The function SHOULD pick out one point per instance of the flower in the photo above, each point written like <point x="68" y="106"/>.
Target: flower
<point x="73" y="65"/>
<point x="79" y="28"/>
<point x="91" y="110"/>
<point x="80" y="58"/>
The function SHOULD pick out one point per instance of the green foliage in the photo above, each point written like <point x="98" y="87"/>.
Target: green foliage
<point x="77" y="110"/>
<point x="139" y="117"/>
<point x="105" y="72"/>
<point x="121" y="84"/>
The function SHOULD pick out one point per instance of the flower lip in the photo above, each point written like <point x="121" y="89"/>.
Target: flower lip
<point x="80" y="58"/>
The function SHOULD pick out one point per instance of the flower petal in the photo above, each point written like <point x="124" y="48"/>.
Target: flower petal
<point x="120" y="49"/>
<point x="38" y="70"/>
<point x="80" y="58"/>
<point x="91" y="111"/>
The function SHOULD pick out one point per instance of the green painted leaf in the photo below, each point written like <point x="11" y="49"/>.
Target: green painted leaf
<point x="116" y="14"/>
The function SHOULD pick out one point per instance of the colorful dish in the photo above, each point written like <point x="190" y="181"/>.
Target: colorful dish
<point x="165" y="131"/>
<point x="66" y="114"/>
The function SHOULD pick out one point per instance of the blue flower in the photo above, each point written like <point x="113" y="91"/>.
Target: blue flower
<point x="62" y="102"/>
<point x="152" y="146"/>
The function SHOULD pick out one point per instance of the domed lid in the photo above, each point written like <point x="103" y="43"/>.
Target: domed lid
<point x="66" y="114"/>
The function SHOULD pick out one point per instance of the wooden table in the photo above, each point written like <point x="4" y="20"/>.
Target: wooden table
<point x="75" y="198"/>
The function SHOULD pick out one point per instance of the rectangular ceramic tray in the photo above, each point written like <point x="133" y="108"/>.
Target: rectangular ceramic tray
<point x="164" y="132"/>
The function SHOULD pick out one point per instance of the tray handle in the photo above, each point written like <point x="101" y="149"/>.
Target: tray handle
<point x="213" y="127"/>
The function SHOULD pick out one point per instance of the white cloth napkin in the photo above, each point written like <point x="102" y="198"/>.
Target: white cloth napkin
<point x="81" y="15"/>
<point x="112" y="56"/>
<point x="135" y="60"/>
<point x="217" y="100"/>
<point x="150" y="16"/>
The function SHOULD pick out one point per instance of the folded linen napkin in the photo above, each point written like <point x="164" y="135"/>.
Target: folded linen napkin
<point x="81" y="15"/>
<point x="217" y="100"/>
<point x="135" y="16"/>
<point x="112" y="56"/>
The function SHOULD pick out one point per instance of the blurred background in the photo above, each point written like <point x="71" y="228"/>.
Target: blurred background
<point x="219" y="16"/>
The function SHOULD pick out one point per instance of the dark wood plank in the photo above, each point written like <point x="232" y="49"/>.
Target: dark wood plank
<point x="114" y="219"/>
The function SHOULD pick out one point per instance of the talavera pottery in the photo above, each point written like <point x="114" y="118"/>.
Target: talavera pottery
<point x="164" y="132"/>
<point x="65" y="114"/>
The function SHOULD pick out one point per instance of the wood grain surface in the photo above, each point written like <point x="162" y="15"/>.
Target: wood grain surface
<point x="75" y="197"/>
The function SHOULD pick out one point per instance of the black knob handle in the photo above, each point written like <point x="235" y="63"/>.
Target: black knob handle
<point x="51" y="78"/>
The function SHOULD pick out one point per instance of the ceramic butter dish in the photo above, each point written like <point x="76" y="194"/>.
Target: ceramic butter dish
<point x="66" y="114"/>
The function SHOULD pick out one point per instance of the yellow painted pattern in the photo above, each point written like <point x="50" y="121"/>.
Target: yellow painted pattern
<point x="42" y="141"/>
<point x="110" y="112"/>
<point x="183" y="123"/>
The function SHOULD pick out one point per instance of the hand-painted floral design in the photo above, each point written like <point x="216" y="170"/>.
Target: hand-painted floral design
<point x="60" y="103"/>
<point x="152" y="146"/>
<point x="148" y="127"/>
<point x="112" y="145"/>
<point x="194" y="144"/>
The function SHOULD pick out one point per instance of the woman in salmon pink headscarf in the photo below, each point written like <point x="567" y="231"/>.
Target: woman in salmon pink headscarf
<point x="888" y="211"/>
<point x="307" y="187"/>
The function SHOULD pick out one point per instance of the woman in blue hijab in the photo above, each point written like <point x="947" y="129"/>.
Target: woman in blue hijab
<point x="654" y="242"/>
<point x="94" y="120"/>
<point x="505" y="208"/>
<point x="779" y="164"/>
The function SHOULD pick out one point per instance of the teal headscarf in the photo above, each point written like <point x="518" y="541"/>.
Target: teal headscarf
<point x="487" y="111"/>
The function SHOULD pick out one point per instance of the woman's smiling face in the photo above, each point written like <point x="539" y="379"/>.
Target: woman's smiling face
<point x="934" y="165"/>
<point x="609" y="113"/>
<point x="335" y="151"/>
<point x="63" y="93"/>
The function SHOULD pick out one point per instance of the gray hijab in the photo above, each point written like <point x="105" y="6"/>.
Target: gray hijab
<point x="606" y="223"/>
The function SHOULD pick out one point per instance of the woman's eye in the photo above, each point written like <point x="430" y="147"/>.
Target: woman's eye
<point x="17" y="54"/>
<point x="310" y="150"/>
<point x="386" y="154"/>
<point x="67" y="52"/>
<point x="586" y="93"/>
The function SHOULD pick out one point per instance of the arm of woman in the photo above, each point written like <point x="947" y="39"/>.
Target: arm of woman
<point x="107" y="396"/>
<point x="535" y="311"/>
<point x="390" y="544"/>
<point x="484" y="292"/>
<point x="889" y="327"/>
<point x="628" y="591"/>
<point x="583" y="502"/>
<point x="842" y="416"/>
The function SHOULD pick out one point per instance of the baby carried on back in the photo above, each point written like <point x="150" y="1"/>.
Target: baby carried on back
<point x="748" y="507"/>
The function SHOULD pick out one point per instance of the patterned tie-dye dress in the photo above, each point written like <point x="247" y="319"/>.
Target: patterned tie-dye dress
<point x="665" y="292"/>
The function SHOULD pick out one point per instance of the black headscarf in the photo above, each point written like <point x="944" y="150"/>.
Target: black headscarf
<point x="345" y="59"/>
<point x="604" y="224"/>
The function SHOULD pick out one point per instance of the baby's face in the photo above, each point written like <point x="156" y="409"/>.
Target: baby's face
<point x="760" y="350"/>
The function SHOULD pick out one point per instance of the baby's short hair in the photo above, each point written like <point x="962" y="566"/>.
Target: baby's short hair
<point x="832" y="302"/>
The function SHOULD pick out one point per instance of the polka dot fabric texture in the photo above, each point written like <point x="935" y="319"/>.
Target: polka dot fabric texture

> REQUIREMENT: Please turn all the items above into a numbered list, one line per number, leaving out any blank lines.

> THE ANSWER:
1. The function SHOULD pick out one point per instance of the flower in the photo above, each point written like <point x="68" y="106"/>.
2. Target: flower
3. <point x="73" y="65"/>
4. <point x="79" y="28"/>
5. <point x="91" y="110"/>
6. <point x="80" y="58"/>
7. The function SHOULD pick out one point per instance of the green foliage in the photo above, each point written like <point x="98" y="87"/>.
8. Target: green foliage
9. <point x="77" y="110"/>
10. <point x="139" y="117"/>
11. <point x="105" y="72"/>
12. <point x="121" y="84"/>
13. The function SHOULD pick out one point per instance of the flower lip in the photo above, each point written like <point x="121" y="89"/>.
14. Target: flower lip
15. <point x="80" y="58"/>
16. The function SHOULD pick out one point per instance of the flower petal in the photo above, each point written like <point x="124" y="48"/>.
17. Target: flower petal
18. <point x="120" y="49"/>
19. <point x="38" y="70"/>
20. <point x="80" y="58"/>
21. <point x="91" y="111"/>
22. The function SHOULD pick out one point per instance of the green painted leaf in the photo below, each point written like <point x="11" y="49"/>.
23. Target: green painted leaf
24. <point x="116" y="14"/>
25. The function SHOULD pick out one point per instance of the colorful dish in the photo above, each point written like <point x="190" y="181"/>.
26. Target: colorful dish
27. <point x="165" y="131"/>
28. <point x="66" y="114"/>
29. The function SHOULD pick out one point per instance of the blue flower in the photo above, each point written like <point x="113" y="91"/>.
30. Target: blue flower
31. <point x="62" y="102"/>
32. <point x="152" y="146"/>
33. The function SHOULD pick out one point per instance of the domed lid in the photo above, each point written like <point x="103" y="43"/>.
34. Target: domed lid
35. <point x="66" y="114"/>
36. The function SHOULD pick out one point per instance of the wooden table in the photo above, each point written like <point x="4" y="20"/>.
37. Target: wooden table
38. <point x="75" y="198"/>
39. The function SHOULD pick out one point per instance of the rectangular ceramic tray in the photo above, each point written like <point x="133" y="108"/>.
40. Target: rectangular ceramic tray
41. <point x="164" y="132"/>
42. The function SHOULD pick out one point per instance of the tray handle in the photo above, each point written like <point x="101" y="149"/>.
43. Target: tray handle
44. <point x="213" y="127"/>
45. The function SHOULD pick out one point per instance of the white cloth napkin in the photo above, each point written like <point x="102" y="198"/>.
46. Target: white cloth napkin
47. <point x="81" y="15"/>
48. <point x="112" y="56"/>
49. <point x="135" y="60"/>
50. <point x="217" y="100"/>
51. <point x="150" y="16"/>
52. The function SHOULD pick out one point per instance of the folded linen napkin in the photo above, each point written like <point x="164" y="135"/>.
53. Target: folded linen napkin
54. <point x="81" y="15"/>
55. <point x="217" y="100"/>
56. <point x="135" y="16"/>
57. <point x="112" y="56"/>
58. The function SHOULD pick out one point per instance of the blurred background in the photo above, each point written like <point x="71" y="228"/>.
59. Target: blurred background
60. <point x="219" y="16"/>
61. The function SHOULD pick out one point per instance of the dark wood plank in the photo above, each point written like <point x="232" y="49"/>.
62. Target: dark wood plank
63. <point x="114" y="219"/>
64. The function SHOULD pick out one point per instance of the talavera pottery in the photo above, each point written like <point x="114" y="118"/>.
65. Target: talavera pottery
66. <point x="164" y="132"/>
67. <point x="65" y="114"/>
68. The function SHOULD pick out one point per instance of the wood grain surface in the photo above, each point written like <point x="162" y="15"/>.
69. Target: wood grain surface
70. <point x="75" y="197"/>
71. The function SHOULD pick out one point per instance of the black knob handle in the photo above, each point written like <point x="235" y="63"/>.
72. Target: black knob handle
73. <point x="51" y="78"/>
74. The function SHOULD pick out one point per instance of the ceramic butter dish in the photo above, each point written like <point x="76" y="194"/>.
75. Target: ceramic butter dish
76. <point x="66" y="114"/>
77. The function SHOULD pick out one point per instance of the yellow painted pattern in the photo above, each point written like <point x="50" y="121"/>.
78. Target: yellow painted pattern
79. <point x="42" y="141"/>
80. <point x="110" y="112"/>
81. <point x="183" y="123"/>
82. The function SHOULD pick out one point per instance of the hand-painted floral design in the photo above, each point written like <point x="216" y="170"/>.
83. Target: hand-painted floral design
84. <point x="60" y="103"/>
85. <point x="152" y="146"/>
86. <point x="148" y="127"/>
87. <point x="112" y="145"/>
88. <point x="194" y="144"/>
89. The function SHOULD pick out one point per instance of the woman in salmon pink headscarf in the photo below, each point written like <point x="567" y="231"/>.
90. Target: woman in salmon pink headscarf
91. <point x="888" y="211"/>
92. <point x="307" y="187"/>
93. The function SHOULD pick out one point per instance of the woman in blue hijab in the photo above, each point written like <point x="947" y="129"/>.
94. Target: woman in blue hijab
95. <point x="654" y="242"/>
96. <point x="94" y="120"/>
97. <point x="505" y="208"/>
98. <point x="779" y="164"/>
99. The function SHOULD pick out one point per instance of the teal headscarf in the photo above, each point written like <point x="518" y="541"/>.
100. Target: teal headscarf
101. <point x="487" y="111"/>
102. The function SHOULD pick out one point per instance of the woman's smiling face in the photo above, each point written like <point x="539" y="379"/>.
103. Target: woman's smiling face
104. <point x="934" y="165"/>
105. <point x="609" y="113"/>
106. <point x="335" y="151"/>
107. <point x="63" y="93"/>
108. The function SHOULD pick out one point per instance of the gray hijab in the photo above, each point written like <point x="105" y="6"/>.
109. Target: gray hijab
110. <point x="606" y="223"/>
111. The function SHOULD pick out one point per instance of the woman's eye in the photo above, each point written like <point x="430" y="147"/>.
112. Target: woman's eye
113. <point x="17" y="54"/>
114. <point x="310" y="150"/>
115. <point x="386" y="154"/>
116. <point x="67" y="52"/>
117. <point x="586" y="93"/>
118. The function SHOULD pick out one point per instance of the arm of woman in the photo above, each point written like <point x="947" y="39"/>.
119. Target: arm of woman
120. <point x="107" y="396"/>
121. <point x="535" y="311"/>
122. <point x="390" y="544"/>
123. <point x="484" y="292"/>
124. <point x="889" y="327"/>
125. <point x="628" y="591"/>
126. <point x="583" y="502"/>
127. <point x="842" y="416"/>
128. The function SHOULD pick out one point per instance of the baby carried on back in the photo above, each point written like <point x="150" y="1"/>.
129. Target: baby carried on back
130. <point x="748" y="507"/>
131. The function SHOULD pick out one point per instance of the patterned tie-dye dress in the photo above, each point written like <point x="247" y="319"/>.
132. Target: patterned tie-dye dress
133. <point x="665" y="292"/>
134. The function SHOULD pick out one point per instance of the black headscarf in the photo above, each point written like <point x="944" y="150"/>.
135. Target: black headscarf
136. <point x="345" y="59"/>
137. <point x="604" y="224"/>
138. The function SHOULD pick out one point per instance of the baby's face in the photo above, each point written like <point x="156" y="409"/>.
139. Target: baby's face
140. <point x="760" y="350"/>
141. The function SHOULD pick out one point per instance of the baby's short hair in the photo above, each point written like <point x="962" y="566"/>.
142. Target: baby's short hair
143. <point x="832" y="302"/>
144. The function SHOULD pick out one point per instance of the polka dot fabric texture in the photo above, each point written like <point x="935" y="319"/>.
145. Target: polka dot fabric texture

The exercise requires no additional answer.